-- Stored data follows --

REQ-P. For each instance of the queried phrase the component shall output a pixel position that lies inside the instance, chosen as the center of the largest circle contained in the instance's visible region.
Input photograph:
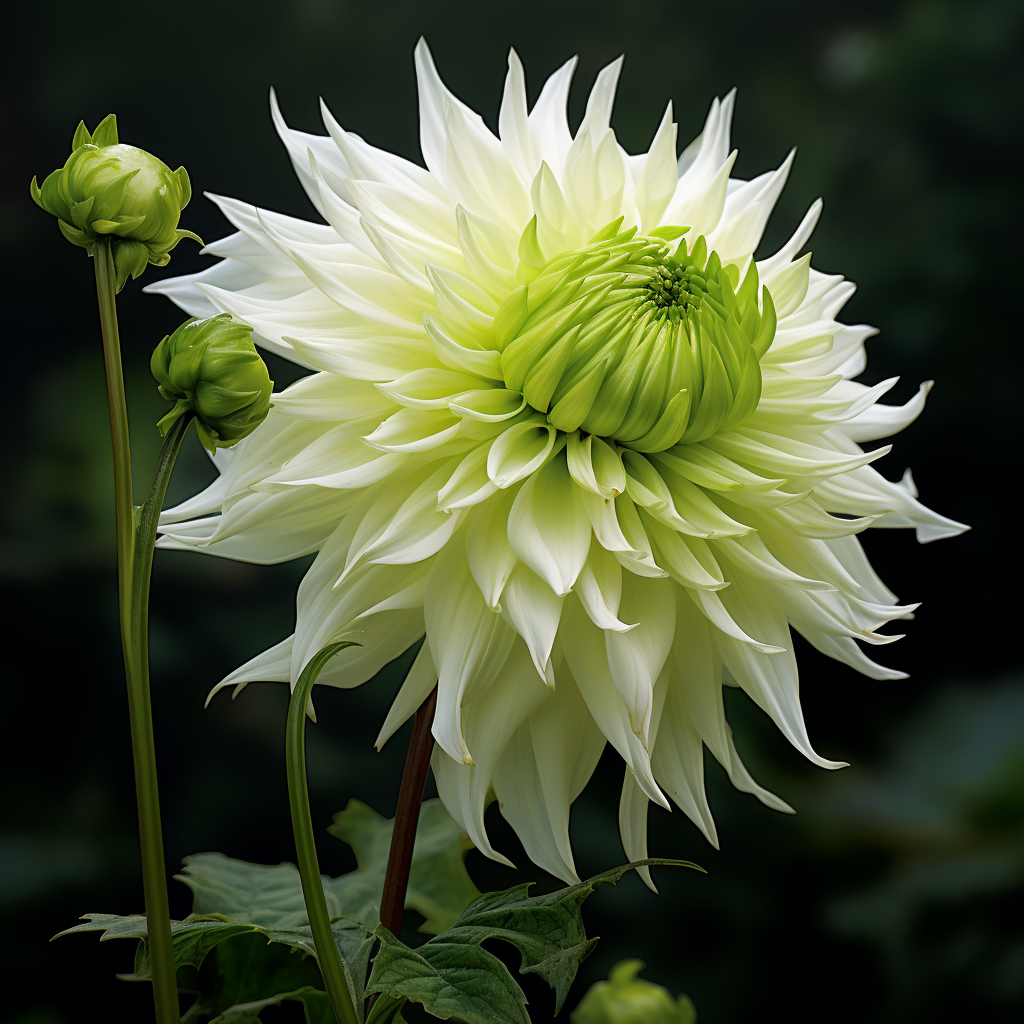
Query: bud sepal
(109, 189)
(625, 998)
(211, 367)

-- Stored data concluded --

**Task instructions**
Give back all of the entries above exactly, with the pictures excluded.

**Answer below**
REQ-P. For each instance of the queried phrase the component shall output a pixel position that lies inside the instance, chosen as the center of the largest circle contained in the instance's visible region.
Input photograph:
Query: bud sepal
(109, 189)
(625, 998)
(211, 367)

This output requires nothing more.